◆ Página
******************************
La última maniobra de Hugo Chávez en torno a la figura mítica de Bolívar ha superado todo el montaje anterior: la exhumación de los restos del Libertador en un extraño ritual a cargo de operarios fantasmales ataviados de blanco, con el pretexto de descubrir, 180 años después de su muerte, la trama de un presunto asesinato político cuyos responsables serían las oligarquías colombianas (antecesoras directas de las actuales élites gobernantes del país vecino, enemigas oficiales de la República Bolivariana). En oportunidad de esta profanación, farsa o investigación justificada, Chávez oró: “Padre nuestro que estás en la tierra, en el agua y en el aire… Despiertas cada cien años, cuando despierta el pueblo… Cristo mío, mientras oraba en silencio viendo aquellos huesos, pensé en ti. Y cómo hubiese querido que ordenaras como a Lázaro: ¡levántate, Simón, que no es tiempo de morir! De inmediato recordé que Bolívar vive. Carajo. Somos su llamarada” (citado por G. Caro Figueroa. “Necrofagia populista” TEH).
Simón Bolívar es, sin lugar a duda, la personalidad militar y política dominante de la historia de la emancipación de América española, dicho sea esto si desmedro de otros grandes jefes. Su influencia fue decisiva en el origen de las nuevas naciones sudamericanas –con excepción de Argentina, Chile, Uruguay y Paraguay–, y en la definición del carácter de la guerra por la Independencia en la que luchó durante veinte años.
Su más reciente biografía, obra del historiador inglés John Lynch, da la oportunidad de acercarse al personaje real con sus luces y sus sombras y a las difíciles opciones de una trayectoria excepcional que terminó en la desolada presunción de que la Independencia era “el único bien que hemos adquirido a costa de los demás”, en la afirmación: “El que sirve a una revolución ara en el mar”, y en vaticinios tales como: “Este país caerá infaliblemente en manos de la multitud desenfrenada, para después pasar a tiranuelos casi imperceptibles de todos colores y razas”.
Por su parte, el eminente historiador venezolano Germán Carrera Damas es crítico de la “deformación bolivariana” de la historiografía patriótica porque obedece a patrones románticos, supedita todo a las campañas de Bolívar y “ha producido una visión antipopular del proceso de la emancipación”.
******************************
◆ Datos proporcionados

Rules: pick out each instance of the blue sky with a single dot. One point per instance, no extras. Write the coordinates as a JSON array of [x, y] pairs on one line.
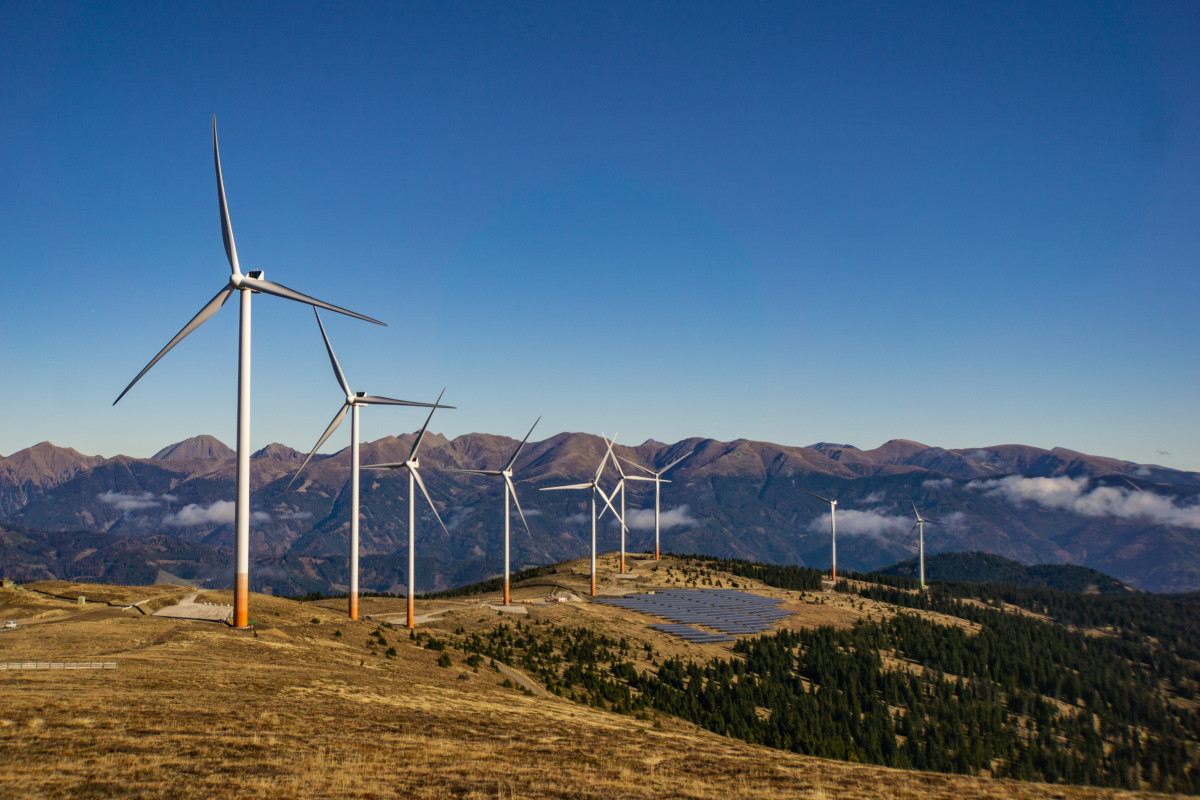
******************************
◆ Completa lo siguiente
1. Copia del texto sobre Bolívar todo lo que va desde "Simón Bolívar es, sin" hasta "durante veinte años.", sustituyendo "veinte años" por "dos décadas".
2. Según el texto sobre Bolívar, ¿quién es el autor de la biografía más reciente del Libertador?
Los datos no tienen relación con el texto sobre Bolívar.

◆ Soluciones completas
1.
Simón Bolívar es, sin lugar a duda, la personalidad militar y política dominante de la historia de la emancipación de América española, dicho sea esto si desmedro de otros grandes jefes. Su influencia fue decisiva en el origen de las nuevas naciones sudamericanas –con excepción de Argentina, Chile, Uruguay y Paraguay–, y en la definición del carácter de la guerra por la Independencia en la que luchó durante dos décadas.

2. El historiador inglés John Lynch.